[Point placement records]
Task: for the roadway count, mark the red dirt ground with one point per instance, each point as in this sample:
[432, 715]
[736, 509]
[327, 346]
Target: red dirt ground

Aim: Could you rewrite the material with "red dirt ground" swapped for "dry grass" and everything else left unchanged?

Task response:
Task: for the roadway count, mark the dry grass with one point per instance, each point as in this sample:
[432, 715]
[736, 509]
[327, 346]
Target: dry grass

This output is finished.